▶ _Exercise directions_:
Copy the data. Keep every character as given.

▶ _Records for the exercise_:
+--

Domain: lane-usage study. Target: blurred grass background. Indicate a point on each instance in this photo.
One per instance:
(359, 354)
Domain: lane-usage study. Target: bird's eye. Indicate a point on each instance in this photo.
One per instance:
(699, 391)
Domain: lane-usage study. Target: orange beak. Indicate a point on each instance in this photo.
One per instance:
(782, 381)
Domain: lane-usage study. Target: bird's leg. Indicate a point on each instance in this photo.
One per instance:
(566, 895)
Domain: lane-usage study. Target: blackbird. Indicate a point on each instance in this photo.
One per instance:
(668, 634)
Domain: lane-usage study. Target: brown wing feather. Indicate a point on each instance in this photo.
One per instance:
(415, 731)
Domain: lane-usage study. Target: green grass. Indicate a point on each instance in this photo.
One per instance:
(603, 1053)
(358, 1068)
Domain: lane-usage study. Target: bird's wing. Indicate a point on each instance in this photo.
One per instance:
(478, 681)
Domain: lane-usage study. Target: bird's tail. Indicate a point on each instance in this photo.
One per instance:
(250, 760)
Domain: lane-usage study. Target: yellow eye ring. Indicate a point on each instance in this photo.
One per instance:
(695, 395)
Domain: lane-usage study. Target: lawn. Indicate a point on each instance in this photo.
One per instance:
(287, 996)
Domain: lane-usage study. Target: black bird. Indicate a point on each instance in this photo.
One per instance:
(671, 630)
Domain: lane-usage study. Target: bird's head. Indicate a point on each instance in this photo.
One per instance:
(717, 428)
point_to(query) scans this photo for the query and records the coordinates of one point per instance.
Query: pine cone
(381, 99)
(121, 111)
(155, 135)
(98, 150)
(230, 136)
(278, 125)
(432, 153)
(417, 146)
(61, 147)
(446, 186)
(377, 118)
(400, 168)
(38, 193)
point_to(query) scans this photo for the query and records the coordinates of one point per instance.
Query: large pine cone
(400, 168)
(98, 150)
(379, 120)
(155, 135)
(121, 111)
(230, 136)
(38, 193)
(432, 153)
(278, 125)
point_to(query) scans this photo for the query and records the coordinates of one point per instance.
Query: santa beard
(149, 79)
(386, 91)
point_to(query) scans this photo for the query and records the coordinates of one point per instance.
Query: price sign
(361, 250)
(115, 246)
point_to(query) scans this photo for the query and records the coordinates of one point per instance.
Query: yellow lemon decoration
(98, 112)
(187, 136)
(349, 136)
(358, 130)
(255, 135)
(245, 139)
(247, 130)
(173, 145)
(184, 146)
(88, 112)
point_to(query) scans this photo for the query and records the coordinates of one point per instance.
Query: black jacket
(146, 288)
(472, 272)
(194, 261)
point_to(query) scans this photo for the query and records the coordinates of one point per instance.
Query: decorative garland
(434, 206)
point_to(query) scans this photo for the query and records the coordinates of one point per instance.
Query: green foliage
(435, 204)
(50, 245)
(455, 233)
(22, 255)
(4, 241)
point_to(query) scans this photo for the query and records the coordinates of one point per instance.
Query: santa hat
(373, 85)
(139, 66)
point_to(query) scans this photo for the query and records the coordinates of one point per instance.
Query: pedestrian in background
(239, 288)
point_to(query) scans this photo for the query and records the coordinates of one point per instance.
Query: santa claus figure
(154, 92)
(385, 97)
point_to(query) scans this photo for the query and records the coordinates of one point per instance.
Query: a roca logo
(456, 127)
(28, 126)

+--

▶ _Exercise solution_:
Domain: lane-usage study. Target: blurred grass background. Indicate a point on each instance in this photo.
One per instance:
(359, 354)
Domain: lane-usage study. Target: bird's eye. Indicate a point on each instance in this photo.
One per instance:
(699, 391)
Domain: lane-usage study. Target: orange beak. Indicate a point on each instance in this photo.
One per instance:
(782, 381)
Domain: lane-usage study. Target: bird's leg. Indicate a point on each instance in this photo.
One per instance:
(566, 895)
Domain: lane-usage study. Target: blackbird. Indicate a point on each instance in this photo.
One per instance:
(668, 634)
Domain: lane-usage study. Target: brown wing feather. Indicate a point on each instance in this photo.
One per instance:
(415, 731)
Domain: lane-usage study. Target: green grass. Indicate a point on each instance in this photo.
One per instance:
(603, 1053)
(358, 1068)
Domain: lane-usage study. Target: bird's wing. Indicate a point on each instance in this photo.
One per instance:
(478, 681)
Domain: lane-usage study. Target: bird's tail. Indicate a point on each instance in this photo.
One per instance:
(250, 760)
Domain: lane-usage study. Target: yellow eye ring. Indicate a point on each instance in this photo.
One per instance:
(695, 395)
Domain: lane-usage study. Target: lawn. Indicate a point on each instance in this photo.
One per instance:
(287, 996)
Domain: lane-usage study. Target: black bird. Indicate a point on each instance in this photo.
One per instance:
(671, 630)
Domain: lane-usage study. Target: bird's head. Indicate a point on each instance in this photo.
One per instance:
(717, 428)
point_to(query) scans this photo for the query and records the coordinates of one point per instance.
Query: pine cone
(381, 99)
(121, 111)
(155, 135)
(98, 150)
(230, 136)
(278, 125)
(432, 153)
(417, 146)
(61, 147)
(446, 186)
(377, 118)
(400, 168)
(38, 193)
point_to(query) scans this photo for the query and records the coordinates of one point per instance.
Query: large pine cone
(400, 168)
(98, 150)
(379, 120)
(155, 135)
(121, 111)
(230, 136)
(38, 193)
(432, 153)
(278, 125)
point_to(query) scans this photo for the query and records the coordinates of one point per instance.
Query: santa beard
(149, 79)
(386, 91)
point_to(query) scans this photo for the query and records the coordinates of one point per instance.
Query: price sign
(361, 250)
(115, 246)
point_to(query) scans this photo for the query and records the coordinates of one point per instance.
Query: yellow lemon decoration
(98, 112)
(187, 136)
(349, 136)
(358, 130)
(255, 135)
(245, 139)
(247, 130)
(173, 145)
(184, 146)
(88, 112)
point_to(query) scans this photo for the query and records the coordinates of one point per instance.
Query: black jacket
(146, 288)
(472, 272)
(194, 261)
point_to(query) scans this photo for the query and records the coordinates of one point per instance.
Query: decorative garland
(434, 206)
point_to(query) scans this photo for the query and records the coordinates of one point per instance.
Query: green foliage
(435, 204)
(50, 245)
(455, 233)
(22, 255)
(4, 241)
point_to(query) scans this photo for the query and records the coordinates of one point per instance.
Query: santa hat
(373, 85)
(139, 66)
point_to(query) scans this photo for the query and records the coordinates of one point per instance.
Query: pedestrian in background
(239, 288)
point_to(query) scans this photo for the query and records the coordinates of one point per instance.
Query: santa claus figure
(154, 92)
(385, 97)
point_to(query) scans this photo for the query and records the coordinates of one point per instance.
Query: a roca logo
(456, 127)
(28, 126)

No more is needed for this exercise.